> [Source text]

Of course, there are those who make it their life’s work to pay to tribute to musicians.  And we’re not just talking Elvis impersonators.  Some tribute bands are made up of serious musicians who rival the band or performer they seek to emulate.  My favorites though, are the ones that introduce a bit of a twist on the original.  Have you ever wondered how Back in Black would sound sung by women?  Try AC/DShe.  Would you like to hear Like a Virgin sung by a baritone? Then the all-male Mandonna is for you.

Alas, tribute bands rarely get their due.  But one of them came out on top this week.  The Metallica tribute band Sandman (named for the song Enter Sandman) made news after it received a 41 page cease and desist letter from Metallica’s lawyer, threatening legal action over claimed trademark violations.  Fortunately for Sandman, Metallica’s members professed to know nothing of the letter and, as luck would have it, they are fans of Sandman.  They announced on their website that Sandman could throw the letter in the trash.   As the band explained:  “[N]either we nor our management were aware of [the letter] until it surfaced online. [It] turns out that we have a very overzealous attorney who sent this letter without our knowledge.”   Where is the attorney now?  He’s “catching a flight to go permanently ice fishing in Alaska,” said the band.

The erstwhile Metallica lawyer better hope that’s the last of it.  ABA Model Rule 1.2 makes clear that the client, not the lawyer, generally has the authority to make decisions (subject to legal and ethical limitations) regarding the representation.  Whether it’s accepting/making a settlement offer, agreeing on material transaction terms, or sending a cease and desist letter, it’s the client’s call, not the lawyer’s.  And unless you want to end up ice fishing in Alaska — or be subject to discipline or a claim —  it’s always best to document the client’s instruction.  Because if there is a dispute later on, you don’t want to end up like another Metallica song:  Broken, Beat and Scarred.

Heavy metal, like opera, is not for everyone.  But fear not, classical music fans.  This week’s clip features the soothing sounds of the San Francisco Symphony Orchestra.  And Metallica.  Together.  Enjoy.


Great Moments in Opera (No. 1)

As we enter a New Year, it seems appropriate to heighten the cultural level of the Risk Tip.  Sure, Dr. Seuss is fun.  And who doesn’t enjoy reports of the latest Kardashian exploits.  But perhaps it’s time to employ high culture over pop culture to convey risk management advice.

> [Task statement]
Answer these questions from the source text:
(a) What is the Metallica tribute band called, and which song is its name taken from?
(b) How many pages long was the cease and desist letter from Metallica's lawyer?
(c) Which orchestra appears with Metallica in this week's clip?
The rows that follow have no connection to the source text.

> [Stored items]
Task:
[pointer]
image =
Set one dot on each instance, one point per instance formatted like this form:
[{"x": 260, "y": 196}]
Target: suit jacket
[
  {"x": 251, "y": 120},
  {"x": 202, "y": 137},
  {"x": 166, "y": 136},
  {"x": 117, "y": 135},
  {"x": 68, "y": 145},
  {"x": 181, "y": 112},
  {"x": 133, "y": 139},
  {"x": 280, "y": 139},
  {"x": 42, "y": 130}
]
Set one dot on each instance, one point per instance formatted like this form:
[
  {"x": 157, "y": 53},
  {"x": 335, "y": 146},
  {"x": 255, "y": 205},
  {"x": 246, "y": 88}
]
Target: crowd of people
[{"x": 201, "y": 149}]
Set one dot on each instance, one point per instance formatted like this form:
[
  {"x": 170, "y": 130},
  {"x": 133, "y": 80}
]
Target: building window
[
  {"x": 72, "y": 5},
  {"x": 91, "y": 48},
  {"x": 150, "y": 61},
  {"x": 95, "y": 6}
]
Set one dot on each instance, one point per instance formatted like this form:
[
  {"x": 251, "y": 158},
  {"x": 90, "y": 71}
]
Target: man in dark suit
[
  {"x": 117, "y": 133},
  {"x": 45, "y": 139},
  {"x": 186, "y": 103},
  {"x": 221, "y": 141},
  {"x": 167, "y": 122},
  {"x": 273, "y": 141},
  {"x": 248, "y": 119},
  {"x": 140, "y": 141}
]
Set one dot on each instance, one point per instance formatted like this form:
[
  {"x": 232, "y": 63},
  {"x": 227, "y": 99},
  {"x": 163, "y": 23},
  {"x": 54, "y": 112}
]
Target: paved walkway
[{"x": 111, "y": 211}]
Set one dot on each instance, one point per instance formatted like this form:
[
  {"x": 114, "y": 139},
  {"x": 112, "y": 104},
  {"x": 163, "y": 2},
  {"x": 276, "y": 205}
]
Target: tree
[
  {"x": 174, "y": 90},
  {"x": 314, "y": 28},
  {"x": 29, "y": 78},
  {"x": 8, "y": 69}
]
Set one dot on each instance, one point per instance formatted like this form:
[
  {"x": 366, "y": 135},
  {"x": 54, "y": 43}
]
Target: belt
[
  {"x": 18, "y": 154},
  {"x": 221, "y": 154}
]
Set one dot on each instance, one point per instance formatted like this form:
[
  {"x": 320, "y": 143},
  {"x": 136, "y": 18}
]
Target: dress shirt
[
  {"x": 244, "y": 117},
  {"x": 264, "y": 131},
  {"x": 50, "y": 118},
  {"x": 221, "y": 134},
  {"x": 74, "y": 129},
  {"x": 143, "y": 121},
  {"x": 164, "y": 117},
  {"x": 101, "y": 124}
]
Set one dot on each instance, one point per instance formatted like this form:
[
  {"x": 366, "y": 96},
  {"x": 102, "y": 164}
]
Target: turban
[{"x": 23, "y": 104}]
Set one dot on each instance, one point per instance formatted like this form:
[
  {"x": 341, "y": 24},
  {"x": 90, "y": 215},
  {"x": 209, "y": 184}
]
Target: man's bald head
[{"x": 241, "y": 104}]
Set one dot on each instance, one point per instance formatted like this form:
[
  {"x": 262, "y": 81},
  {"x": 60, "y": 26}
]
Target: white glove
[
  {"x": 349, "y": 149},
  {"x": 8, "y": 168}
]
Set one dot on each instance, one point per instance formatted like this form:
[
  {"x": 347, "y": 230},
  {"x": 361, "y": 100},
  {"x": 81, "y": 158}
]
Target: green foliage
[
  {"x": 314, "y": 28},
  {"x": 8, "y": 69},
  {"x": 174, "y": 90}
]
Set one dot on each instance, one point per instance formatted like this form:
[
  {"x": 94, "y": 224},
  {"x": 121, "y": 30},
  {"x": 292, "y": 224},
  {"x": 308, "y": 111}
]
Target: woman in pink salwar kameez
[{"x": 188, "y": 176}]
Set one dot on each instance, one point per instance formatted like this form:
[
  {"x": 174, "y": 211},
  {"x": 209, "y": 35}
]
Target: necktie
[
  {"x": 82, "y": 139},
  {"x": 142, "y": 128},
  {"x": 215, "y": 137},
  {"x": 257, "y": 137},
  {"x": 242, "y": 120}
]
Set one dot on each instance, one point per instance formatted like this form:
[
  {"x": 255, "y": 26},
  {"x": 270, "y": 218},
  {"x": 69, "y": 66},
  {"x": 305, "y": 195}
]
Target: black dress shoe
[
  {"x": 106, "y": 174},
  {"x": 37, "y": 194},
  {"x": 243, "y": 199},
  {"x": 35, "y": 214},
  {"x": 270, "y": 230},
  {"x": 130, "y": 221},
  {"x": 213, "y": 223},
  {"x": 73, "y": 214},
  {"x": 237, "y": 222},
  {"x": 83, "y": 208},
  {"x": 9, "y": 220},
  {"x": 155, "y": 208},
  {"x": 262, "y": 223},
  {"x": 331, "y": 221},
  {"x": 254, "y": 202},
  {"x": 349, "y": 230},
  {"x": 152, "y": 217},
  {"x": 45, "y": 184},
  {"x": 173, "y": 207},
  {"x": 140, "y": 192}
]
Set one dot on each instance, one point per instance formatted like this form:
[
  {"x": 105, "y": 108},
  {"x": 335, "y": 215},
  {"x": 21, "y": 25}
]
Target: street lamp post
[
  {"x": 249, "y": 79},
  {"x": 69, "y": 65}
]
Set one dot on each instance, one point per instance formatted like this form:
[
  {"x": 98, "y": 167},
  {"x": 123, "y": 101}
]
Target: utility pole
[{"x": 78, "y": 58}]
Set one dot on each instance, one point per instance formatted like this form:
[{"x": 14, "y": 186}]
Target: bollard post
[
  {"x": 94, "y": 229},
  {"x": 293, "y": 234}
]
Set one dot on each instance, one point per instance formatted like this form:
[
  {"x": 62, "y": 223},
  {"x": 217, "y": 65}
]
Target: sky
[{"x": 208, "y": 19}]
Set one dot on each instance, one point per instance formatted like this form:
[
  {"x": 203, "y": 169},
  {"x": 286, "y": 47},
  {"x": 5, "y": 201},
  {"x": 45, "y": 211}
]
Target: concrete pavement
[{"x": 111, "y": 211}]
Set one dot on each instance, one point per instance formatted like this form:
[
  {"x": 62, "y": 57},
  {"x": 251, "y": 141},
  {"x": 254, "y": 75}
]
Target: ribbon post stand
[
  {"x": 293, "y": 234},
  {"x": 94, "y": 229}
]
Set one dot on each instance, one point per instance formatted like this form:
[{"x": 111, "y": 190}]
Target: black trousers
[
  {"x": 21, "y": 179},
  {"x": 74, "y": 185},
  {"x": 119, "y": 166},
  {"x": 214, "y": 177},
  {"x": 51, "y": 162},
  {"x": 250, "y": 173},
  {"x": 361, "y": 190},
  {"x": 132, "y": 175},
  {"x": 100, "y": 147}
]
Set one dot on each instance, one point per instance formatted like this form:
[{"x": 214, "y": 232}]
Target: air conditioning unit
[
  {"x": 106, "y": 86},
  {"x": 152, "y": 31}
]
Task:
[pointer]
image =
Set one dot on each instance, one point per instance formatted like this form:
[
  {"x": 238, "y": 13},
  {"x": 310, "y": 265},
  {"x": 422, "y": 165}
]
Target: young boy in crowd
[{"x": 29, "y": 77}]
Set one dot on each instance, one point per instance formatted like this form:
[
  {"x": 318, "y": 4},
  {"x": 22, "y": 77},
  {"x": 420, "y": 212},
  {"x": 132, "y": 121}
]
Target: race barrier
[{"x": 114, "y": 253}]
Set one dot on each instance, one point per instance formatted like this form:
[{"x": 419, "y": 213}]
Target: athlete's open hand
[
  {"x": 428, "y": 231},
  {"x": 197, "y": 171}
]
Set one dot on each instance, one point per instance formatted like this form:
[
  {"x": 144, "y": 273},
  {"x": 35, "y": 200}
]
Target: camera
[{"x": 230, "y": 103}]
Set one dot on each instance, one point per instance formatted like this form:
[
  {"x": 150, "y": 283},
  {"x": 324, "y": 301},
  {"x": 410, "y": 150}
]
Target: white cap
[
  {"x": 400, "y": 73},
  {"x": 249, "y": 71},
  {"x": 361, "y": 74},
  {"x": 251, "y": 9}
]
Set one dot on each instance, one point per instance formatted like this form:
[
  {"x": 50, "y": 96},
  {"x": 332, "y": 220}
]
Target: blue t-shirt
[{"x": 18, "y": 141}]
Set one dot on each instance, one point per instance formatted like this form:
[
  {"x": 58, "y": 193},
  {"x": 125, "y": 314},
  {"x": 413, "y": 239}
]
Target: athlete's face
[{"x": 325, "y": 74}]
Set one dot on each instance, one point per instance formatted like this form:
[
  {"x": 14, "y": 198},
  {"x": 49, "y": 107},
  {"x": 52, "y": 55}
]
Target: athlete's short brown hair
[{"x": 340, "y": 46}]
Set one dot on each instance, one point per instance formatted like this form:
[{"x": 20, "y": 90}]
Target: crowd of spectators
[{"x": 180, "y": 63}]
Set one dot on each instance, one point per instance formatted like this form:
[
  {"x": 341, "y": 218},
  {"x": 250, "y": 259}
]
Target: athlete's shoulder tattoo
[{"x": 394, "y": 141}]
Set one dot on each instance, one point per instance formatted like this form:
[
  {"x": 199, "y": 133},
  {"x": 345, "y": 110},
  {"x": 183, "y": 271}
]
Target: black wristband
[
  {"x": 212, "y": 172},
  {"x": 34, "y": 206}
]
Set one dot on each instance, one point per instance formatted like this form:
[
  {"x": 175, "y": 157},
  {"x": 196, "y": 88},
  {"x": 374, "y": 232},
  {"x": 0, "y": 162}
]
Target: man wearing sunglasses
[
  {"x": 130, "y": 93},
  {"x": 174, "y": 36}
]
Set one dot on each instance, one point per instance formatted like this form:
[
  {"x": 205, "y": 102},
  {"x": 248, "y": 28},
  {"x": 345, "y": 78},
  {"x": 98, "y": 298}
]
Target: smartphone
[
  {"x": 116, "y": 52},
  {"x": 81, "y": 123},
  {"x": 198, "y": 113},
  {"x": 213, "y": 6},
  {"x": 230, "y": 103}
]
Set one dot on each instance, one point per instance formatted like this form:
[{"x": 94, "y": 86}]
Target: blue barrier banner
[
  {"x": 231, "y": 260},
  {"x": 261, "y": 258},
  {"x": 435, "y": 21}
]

> [Expected output]
(a) The band is called Sandman, named for the song Enter Sandman.
(b) The letter was 41 pages long.
(c) The San Francisco Symphony Orchestra.